SET EXERCISE
Please write out the material that follows, exactly as it stands.

§ §

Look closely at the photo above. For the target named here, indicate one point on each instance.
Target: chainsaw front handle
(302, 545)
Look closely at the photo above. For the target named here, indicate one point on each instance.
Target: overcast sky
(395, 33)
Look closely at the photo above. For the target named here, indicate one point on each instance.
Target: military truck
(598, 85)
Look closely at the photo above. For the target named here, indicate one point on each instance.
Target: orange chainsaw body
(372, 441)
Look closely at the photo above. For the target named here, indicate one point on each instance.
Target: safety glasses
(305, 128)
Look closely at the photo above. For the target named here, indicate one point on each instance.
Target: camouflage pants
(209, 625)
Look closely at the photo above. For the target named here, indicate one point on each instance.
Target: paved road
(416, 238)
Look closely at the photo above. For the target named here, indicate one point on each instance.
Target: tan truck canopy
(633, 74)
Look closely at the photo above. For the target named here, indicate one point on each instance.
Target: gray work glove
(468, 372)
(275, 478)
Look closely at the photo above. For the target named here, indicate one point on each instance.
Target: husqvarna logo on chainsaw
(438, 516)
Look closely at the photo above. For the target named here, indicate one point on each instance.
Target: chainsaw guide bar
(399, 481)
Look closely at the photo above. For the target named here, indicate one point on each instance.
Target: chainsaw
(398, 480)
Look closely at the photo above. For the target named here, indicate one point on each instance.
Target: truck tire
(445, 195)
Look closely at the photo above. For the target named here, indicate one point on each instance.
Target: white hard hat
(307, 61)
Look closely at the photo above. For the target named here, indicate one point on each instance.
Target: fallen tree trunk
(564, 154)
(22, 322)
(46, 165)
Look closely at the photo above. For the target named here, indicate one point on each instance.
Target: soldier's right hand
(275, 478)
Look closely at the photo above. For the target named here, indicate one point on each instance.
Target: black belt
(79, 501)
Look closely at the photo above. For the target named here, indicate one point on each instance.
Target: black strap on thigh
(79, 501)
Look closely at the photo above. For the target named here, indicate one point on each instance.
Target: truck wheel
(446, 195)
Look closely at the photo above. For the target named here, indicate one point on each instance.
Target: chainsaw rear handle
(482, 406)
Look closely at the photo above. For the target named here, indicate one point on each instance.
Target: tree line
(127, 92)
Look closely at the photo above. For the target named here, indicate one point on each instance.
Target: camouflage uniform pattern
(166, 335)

§ §

WRITTEN RESPONSE
Look closely at the photo above. For the target named here, indicate one point on each instance.
Target: chainsaw front handle
(302, 545)
Look closely at the photo above. For the target named here, indicate one point on each instance.
Target: overcast sky
(395, 33)
Look closely at the photo above. For the target named here, indicate one point on each instance.
Target: military truck
(598, 85)
Look closely at the photo above. For the target named here, indicate one point on each instance.
Target: orange chainsaw body
(372, 441)
Look closely at the photo above. For the target named here, indicate one point on each instance.
Target: safety glasses
(305, 128)
Look closely at the photo above. For the target named here, indicate one point on each instance.
Target: camouflage pants
(209, 625)
Look closely at the photo above. For the target named here, indicate one point on each instance.
Target: paved road
(416, 238)
Look closely at the photo above. For the target named here, indicate one point on each instance.
Target: tan truck canopy
(633, 74)
Look closely at the photo above. For the target named here, indicate one point on each instance.
Target: gray work glove
(468, 372)
(275, 478)
Look closely at the photo above. For the target named here, indicate one point on each instance.
Target: husqvarna logo on chainsaw
(438, 516)
Look closely at the photo above. For the target named here, indicate one point on each instance.
Target: chainsaw guide bar
(399, 481)
Look closely at the photo above. For the target named here, indicate one point on each instance.
Target: chainsaw
(398, 480)
Look closely at the photo above. For the target named here, indicate one point on each instance.
Target: truck tire
(445, 195)
Look closely at the photo above. For the target named here, indicate one point on each instance.
Target: white hard hat
(307, 61)
Look closely at the photo above. For the target named here, indicate one point on each instance.
Target: fallen tree trunk
(564, 154)
(22, 322)
(46, 165)
Look closely at the photo above. For the target named here, indicate one point on each instance.
Target: soldier's right hand
(275, 478)
Look closely at the photo above. For the target named here, indicate one point on each instance.
Target: black belt
(79, 501)
Look closely at the photo above. For the target named here, indicate one point on each instance.
Target: black strap on thigh
(79, 501)
Look closely at the photo above. For the target named here, indicate one point on each instance.
Target: truck wheel
(446, 195)
Look closely at the photo above. For the target named here, indicate one point on each instance.
Target: chainsaw rear handle
(482, 406)
Look closely at the photo above. For the target named here, indicate one point on each instance.
Target: tree line
(127, 92)
Look closely at the photo above. For the target named here, indicate one point on each instance.
Target: camouflage uniform pattern
(166, 335)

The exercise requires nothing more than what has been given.